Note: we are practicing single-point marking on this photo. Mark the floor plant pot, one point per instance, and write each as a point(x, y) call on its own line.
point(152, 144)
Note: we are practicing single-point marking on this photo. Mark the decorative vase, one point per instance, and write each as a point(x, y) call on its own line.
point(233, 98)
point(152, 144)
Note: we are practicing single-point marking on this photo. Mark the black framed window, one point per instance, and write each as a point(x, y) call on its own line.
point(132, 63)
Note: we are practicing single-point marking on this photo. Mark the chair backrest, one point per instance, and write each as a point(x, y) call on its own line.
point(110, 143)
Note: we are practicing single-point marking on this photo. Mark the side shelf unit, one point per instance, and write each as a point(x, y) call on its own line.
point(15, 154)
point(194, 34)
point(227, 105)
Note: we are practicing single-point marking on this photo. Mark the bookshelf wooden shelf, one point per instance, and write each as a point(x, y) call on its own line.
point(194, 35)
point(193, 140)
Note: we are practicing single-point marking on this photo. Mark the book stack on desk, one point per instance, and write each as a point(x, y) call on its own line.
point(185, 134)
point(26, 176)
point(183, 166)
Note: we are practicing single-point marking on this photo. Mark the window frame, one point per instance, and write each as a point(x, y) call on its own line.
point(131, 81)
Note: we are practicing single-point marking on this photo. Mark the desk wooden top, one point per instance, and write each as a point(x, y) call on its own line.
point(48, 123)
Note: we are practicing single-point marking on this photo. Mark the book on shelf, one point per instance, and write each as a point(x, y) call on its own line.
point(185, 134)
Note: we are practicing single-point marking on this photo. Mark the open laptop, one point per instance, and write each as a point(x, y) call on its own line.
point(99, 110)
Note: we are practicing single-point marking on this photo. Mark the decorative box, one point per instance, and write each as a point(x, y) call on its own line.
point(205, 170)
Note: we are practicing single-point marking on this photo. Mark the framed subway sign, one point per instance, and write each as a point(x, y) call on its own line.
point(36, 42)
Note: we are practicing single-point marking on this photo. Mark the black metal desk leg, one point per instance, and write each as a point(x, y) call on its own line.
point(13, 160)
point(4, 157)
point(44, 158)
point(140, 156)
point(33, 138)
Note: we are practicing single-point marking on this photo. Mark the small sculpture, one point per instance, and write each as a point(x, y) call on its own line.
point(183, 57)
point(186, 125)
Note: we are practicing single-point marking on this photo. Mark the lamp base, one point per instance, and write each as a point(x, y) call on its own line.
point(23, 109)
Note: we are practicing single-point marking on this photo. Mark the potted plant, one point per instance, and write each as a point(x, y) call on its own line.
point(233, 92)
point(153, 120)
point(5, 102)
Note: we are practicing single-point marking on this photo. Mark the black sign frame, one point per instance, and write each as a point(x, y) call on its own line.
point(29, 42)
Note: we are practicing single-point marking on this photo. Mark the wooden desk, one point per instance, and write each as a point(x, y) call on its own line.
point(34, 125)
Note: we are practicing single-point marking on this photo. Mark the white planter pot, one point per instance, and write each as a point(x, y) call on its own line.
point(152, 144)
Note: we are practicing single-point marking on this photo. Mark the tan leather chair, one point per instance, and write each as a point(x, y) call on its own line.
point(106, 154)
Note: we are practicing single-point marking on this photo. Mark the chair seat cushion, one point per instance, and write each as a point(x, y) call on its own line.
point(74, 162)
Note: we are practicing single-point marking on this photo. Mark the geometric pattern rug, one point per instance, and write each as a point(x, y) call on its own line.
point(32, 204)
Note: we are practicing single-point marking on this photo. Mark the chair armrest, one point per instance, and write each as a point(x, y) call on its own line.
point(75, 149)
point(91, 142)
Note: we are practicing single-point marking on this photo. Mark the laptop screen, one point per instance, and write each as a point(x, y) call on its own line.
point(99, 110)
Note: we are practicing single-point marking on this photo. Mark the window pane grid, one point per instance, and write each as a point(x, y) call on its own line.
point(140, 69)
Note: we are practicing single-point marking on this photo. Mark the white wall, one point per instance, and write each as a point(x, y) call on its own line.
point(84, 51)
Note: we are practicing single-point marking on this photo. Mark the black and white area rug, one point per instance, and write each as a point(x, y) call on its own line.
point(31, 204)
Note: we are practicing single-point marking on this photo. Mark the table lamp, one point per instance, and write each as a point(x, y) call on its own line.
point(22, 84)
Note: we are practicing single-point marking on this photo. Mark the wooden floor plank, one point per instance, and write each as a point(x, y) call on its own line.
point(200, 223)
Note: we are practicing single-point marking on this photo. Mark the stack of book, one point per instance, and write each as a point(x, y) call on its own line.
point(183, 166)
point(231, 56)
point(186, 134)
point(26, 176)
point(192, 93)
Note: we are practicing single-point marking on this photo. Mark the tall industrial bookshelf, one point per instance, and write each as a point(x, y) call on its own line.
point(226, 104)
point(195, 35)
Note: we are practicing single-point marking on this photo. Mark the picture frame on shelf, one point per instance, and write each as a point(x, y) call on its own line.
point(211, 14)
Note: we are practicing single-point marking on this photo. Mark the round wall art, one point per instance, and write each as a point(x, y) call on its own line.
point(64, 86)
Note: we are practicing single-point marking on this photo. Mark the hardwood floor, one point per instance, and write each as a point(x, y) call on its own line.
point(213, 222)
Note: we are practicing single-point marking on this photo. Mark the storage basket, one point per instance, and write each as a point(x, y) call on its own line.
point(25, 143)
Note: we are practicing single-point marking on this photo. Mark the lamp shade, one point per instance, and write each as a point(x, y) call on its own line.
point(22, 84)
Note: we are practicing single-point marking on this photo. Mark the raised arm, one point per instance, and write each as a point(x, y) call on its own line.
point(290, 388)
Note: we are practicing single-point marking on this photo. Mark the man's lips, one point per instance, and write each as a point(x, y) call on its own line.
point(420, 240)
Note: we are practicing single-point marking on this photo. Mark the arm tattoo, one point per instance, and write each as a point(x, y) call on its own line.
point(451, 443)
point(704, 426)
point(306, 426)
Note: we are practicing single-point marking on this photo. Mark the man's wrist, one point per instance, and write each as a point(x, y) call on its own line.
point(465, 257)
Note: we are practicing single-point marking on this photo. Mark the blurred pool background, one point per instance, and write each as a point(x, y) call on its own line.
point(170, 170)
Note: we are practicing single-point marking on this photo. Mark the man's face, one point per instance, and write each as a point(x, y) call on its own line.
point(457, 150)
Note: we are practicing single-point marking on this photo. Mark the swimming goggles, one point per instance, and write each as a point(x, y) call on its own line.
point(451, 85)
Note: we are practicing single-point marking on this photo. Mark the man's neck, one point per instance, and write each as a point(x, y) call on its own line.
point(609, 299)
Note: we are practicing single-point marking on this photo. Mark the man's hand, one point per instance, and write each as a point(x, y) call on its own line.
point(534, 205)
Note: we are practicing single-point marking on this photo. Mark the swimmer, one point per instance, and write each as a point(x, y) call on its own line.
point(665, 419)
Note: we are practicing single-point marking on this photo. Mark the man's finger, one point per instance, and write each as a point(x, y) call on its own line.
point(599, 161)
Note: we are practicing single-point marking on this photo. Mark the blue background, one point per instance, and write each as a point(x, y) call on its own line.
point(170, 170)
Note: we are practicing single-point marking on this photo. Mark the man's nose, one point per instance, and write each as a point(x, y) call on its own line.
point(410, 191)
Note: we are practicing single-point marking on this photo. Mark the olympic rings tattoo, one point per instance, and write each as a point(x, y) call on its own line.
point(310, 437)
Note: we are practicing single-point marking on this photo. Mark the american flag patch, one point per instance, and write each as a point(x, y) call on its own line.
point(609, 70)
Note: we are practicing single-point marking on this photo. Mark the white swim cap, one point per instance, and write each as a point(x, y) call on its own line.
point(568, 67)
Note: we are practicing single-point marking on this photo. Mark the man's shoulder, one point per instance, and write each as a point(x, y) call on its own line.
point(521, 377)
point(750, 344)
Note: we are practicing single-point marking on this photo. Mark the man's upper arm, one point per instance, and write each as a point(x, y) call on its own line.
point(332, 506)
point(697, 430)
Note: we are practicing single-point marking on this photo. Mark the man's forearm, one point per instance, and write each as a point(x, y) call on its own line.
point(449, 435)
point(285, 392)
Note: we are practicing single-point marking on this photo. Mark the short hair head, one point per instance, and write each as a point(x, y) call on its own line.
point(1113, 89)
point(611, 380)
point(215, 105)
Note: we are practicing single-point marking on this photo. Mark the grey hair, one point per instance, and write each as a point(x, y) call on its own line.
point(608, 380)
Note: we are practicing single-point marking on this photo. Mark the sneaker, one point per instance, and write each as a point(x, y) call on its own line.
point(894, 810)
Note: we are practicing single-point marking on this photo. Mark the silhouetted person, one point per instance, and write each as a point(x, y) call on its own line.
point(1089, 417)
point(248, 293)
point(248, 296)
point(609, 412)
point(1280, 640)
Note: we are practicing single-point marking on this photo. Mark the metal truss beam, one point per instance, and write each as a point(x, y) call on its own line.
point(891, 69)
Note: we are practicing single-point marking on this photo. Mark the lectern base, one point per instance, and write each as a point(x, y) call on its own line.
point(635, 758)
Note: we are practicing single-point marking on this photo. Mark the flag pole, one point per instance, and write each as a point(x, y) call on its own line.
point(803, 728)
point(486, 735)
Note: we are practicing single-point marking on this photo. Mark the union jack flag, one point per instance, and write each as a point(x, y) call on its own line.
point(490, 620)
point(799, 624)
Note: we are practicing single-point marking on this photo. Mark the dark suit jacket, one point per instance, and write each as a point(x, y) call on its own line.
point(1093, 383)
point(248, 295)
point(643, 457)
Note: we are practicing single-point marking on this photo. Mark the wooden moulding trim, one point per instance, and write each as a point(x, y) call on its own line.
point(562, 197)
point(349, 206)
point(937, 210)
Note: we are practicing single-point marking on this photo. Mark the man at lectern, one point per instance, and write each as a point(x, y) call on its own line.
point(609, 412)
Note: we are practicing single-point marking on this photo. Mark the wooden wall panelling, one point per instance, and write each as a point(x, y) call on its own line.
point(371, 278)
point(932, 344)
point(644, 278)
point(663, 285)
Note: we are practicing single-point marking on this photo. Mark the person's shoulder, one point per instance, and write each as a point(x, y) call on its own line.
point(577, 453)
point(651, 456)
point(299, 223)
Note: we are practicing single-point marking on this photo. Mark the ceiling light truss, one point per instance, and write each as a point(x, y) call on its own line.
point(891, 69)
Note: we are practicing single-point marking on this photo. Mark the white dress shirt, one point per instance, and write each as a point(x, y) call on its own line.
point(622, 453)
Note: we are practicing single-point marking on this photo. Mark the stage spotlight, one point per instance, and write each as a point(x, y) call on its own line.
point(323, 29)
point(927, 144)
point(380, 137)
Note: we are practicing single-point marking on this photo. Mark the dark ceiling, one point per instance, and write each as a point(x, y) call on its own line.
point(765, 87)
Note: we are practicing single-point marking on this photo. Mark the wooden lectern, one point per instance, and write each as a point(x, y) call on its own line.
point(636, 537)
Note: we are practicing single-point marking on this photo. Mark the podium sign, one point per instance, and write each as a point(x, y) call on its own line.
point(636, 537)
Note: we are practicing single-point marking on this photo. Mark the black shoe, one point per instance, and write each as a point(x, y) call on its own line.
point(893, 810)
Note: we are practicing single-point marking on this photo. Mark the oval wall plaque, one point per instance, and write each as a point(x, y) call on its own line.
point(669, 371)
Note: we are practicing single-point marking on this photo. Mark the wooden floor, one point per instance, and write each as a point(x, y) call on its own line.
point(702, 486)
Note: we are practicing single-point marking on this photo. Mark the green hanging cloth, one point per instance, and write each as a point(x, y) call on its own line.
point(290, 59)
_ _ _ _ _
Objective - Can you copy out the entries word for word, from the first line through the line that contains "point(110, 143)", with both of those lines included?

Solution below -
Note: we are practicing single-point marking on this photo. Mark the floor plant pot, one point per instance, and write each as a point(x, y) call on its own line.
point(152, 144)
Note: we are practicing single-point marking on this photo. Mark the decorative vase, one point per instance, and write each as a point(x, y) call on its own line.
point(233, 98)
point(152, 144)
Note: we are practicing single-point marking on this photo. Mark the black framed window, one point per instance, and write each as a point(x, y) call on its own line.
point(132, 63)
Note: we are practicing single-point marking on this photo. Mark the chair backrest, one point per instance, and write each as a point(x, y) call on its own line.
point(110, 143)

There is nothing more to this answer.